## [AIM]
How many lines in the data below contain the string "handbag"? Treat uppercase and lowercase as different, and reply with the number alone.

## Begin STORED DATA

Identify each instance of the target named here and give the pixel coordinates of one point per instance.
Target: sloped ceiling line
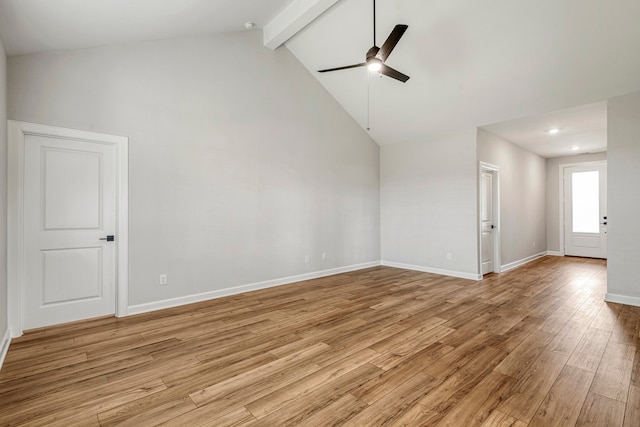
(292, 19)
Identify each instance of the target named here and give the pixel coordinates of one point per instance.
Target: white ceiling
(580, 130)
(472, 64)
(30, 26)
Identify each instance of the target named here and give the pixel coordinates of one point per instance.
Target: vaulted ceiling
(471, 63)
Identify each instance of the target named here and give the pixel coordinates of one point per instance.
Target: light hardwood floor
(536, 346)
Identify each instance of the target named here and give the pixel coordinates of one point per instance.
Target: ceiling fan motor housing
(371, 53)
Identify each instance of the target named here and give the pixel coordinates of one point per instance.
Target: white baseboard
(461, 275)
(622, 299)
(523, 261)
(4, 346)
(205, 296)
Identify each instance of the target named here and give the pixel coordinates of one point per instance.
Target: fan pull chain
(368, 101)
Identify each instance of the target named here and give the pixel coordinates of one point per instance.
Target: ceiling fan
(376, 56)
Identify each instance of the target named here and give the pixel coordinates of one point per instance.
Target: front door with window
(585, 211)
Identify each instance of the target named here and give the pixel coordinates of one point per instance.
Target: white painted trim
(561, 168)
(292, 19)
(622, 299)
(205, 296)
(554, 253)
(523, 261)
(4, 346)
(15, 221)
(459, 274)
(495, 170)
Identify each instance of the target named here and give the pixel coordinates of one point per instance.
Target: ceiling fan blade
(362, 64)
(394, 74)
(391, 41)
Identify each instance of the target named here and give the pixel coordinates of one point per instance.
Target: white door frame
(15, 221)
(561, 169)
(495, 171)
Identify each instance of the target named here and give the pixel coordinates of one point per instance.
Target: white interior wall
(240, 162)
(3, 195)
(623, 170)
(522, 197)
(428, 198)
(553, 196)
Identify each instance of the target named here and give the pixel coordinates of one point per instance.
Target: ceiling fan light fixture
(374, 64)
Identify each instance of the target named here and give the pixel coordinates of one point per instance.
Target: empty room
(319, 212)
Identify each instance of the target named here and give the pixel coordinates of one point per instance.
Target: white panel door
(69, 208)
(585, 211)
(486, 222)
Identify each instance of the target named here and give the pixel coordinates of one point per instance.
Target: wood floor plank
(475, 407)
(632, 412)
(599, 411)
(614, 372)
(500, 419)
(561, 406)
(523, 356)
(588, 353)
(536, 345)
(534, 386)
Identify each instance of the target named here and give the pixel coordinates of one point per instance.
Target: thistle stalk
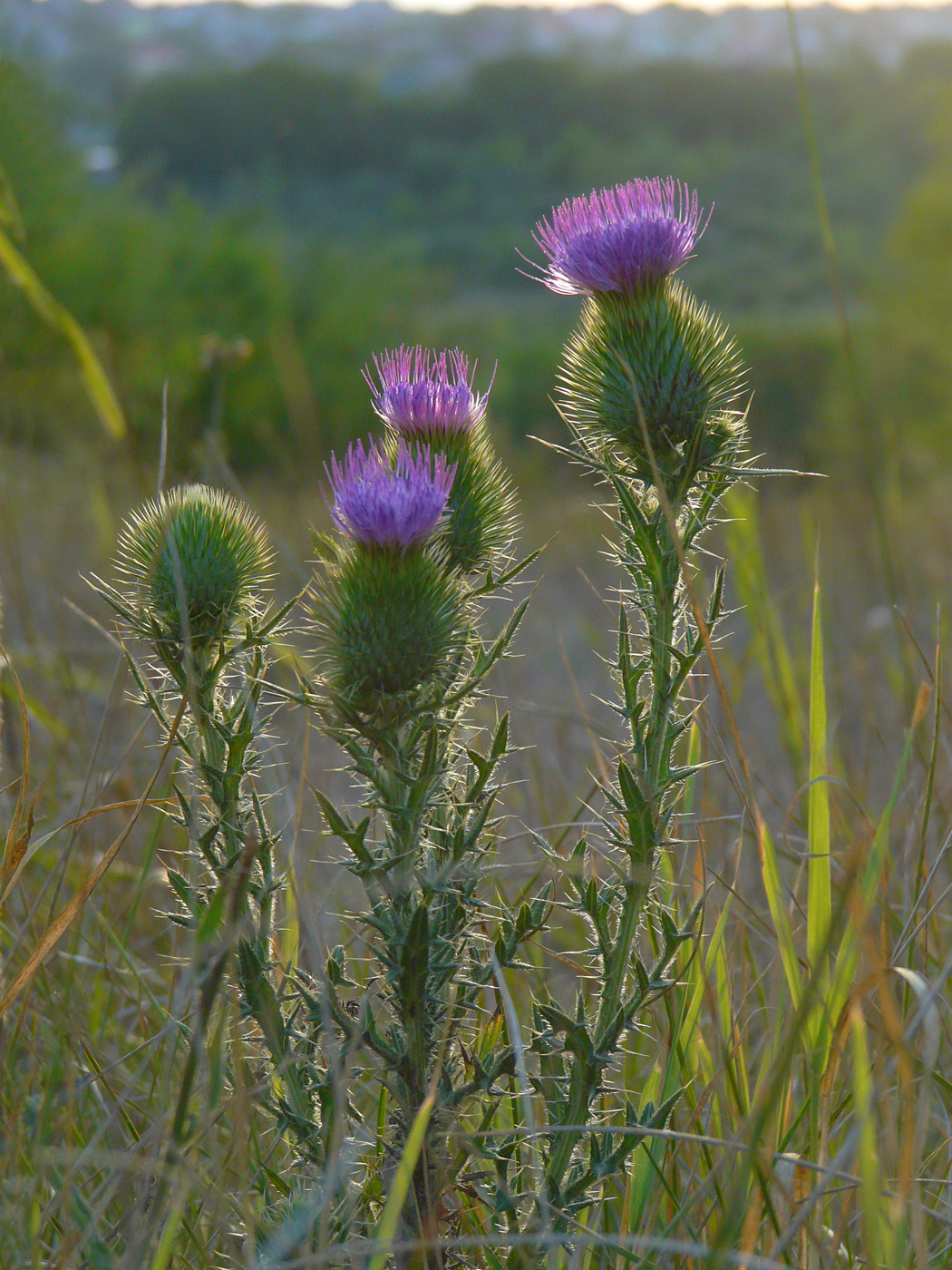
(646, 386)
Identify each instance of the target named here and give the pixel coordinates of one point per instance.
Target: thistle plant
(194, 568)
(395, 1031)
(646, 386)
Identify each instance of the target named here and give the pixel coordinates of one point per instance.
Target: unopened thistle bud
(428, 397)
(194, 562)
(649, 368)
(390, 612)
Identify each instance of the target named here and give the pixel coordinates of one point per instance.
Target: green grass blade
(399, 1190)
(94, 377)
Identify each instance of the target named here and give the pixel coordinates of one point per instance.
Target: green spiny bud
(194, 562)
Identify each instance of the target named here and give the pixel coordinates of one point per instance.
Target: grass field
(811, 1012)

## End STORED DATA
## Begin STORED DATA

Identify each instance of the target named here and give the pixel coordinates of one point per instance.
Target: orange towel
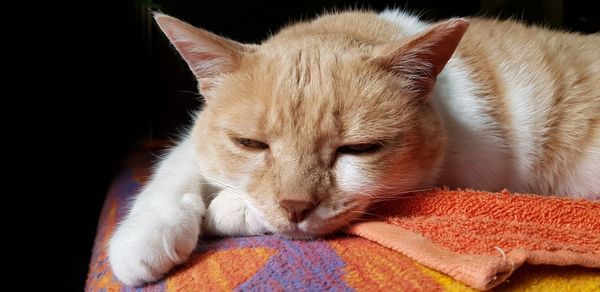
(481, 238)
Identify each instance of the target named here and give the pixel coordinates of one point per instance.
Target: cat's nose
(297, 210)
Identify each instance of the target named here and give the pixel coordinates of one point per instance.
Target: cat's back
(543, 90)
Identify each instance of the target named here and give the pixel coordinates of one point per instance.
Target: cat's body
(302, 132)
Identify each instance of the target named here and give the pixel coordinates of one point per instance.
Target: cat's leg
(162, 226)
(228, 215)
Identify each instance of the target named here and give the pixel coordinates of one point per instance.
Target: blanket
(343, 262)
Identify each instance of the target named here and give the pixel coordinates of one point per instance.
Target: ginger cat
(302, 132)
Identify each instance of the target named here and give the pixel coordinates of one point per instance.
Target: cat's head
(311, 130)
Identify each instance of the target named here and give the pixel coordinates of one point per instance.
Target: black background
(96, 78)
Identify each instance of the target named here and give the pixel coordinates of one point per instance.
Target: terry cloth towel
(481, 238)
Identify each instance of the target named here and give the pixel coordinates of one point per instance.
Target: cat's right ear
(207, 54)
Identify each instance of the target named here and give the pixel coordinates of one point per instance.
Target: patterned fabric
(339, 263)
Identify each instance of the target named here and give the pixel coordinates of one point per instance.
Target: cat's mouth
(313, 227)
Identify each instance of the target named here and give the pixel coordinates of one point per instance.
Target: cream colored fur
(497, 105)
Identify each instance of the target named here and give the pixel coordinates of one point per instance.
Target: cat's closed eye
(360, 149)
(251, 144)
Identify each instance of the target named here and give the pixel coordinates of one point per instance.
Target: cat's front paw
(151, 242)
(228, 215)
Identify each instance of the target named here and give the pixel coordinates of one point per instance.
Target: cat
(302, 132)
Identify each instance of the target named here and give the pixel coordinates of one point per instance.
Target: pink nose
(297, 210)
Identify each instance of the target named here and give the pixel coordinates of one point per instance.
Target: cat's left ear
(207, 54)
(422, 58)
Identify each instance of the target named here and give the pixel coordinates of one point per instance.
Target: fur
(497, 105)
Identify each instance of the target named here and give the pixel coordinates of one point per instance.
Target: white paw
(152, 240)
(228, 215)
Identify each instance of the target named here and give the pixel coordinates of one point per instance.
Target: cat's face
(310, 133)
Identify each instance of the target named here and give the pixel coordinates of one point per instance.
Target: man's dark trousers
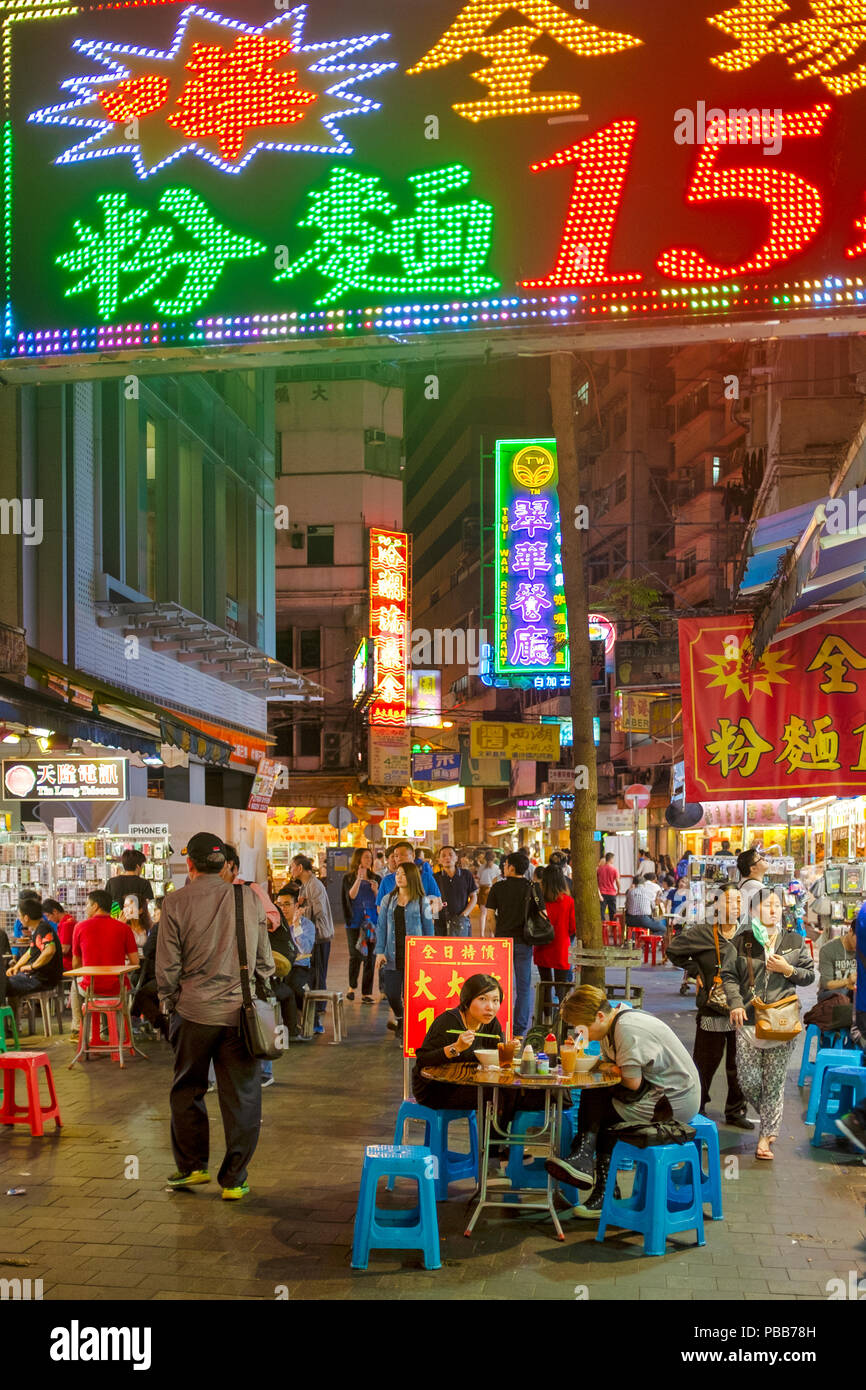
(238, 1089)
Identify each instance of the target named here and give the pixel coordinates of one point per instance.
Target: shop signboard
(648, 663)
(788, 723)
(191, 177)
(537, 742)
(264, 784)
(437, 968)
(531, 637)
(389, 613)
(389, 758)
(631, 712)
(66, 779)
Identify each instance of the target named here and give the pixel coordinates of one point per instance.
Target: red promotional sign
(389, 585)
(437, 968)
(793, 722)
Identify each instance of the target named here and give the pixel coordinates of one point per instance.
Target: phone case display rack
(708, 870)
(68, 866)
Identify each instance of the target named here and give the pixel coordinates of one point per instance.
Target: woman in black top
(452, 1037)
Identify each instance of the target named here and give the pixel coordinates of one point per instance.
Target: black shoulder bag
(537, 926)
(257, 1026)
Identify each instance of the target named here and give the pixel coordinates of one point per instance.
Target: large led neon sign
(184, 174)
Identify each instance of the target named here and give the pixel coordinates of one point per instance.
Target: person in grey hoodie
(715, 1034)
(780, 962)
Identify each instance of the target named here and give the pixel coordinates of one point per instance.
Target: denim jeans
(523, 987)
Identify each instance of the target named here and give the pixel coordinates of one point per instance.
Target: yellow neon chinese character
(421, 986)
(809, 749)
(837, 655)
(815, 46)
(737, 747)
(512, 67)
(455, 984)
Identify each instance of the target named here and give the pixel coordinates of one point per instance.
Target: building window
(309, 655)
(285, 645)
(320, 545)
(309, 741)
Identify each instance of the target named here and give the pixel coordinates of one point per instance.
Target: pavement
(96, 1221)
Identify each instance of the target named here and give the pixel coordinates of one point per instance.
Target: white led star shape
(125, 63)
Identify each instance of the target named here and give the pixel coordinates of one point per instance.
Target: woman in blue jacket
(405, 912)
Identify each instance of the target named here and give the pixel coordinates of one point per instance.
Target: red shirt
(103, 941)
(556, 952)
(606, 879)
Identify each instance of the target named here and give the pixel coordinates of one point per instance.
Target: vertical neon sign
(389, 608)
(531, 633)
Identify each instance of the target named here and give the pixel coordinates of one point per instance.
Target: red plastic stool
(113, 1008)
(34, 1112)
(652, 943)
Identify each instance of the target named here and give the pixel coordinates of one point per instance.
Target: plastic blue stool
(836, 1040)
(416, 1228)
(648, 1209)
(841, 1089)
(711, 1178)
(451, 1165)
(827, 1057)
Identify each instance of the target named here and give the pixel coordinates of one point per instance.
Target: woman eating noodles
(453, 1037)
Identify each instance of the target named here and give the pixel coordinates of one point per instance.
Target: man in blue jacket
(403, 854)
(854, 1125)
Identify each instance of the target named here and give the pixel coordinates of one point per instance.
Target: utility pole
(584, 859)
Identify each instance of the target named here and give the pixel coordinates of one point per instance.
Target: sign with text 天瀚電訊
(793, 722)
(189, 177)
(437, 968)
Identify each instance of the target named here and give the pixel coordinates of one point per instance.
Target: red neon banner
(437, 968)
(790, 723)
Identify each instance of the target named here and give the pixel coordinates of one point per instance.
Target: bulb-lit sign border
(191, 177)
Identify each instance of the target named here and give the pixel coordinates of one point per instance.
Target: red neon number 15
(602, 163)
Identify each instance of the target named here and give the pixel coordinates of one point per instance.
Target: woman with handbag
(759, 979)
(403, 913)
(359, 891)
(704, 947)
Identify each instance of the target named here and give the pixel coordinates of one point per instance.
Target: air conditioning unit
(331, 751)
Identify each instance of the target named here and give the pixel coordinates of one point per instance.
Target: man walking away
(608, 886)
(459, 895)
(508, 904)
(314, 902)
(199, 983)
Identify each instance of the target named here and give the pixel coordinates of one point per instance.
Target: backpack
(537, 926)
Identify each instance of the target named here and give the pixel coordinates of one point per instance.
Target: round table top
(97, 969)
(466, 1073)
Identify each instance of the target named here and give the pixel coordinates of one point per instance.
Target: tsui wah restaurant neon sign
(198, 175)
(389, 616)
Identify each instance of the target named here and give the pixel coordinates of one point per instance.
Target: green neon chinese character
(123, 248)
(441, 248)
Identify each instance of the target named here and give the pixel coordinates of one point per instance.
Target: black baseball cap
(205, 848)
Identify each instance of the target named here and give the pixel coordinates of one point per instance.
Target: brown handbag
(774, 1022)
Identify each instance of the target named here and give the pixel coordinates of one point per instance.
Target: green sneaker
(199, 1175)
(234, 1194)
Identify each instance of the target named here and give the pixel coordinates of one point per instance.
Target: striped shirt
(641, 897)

## End STORED DATA

## [THE ANSWER]
2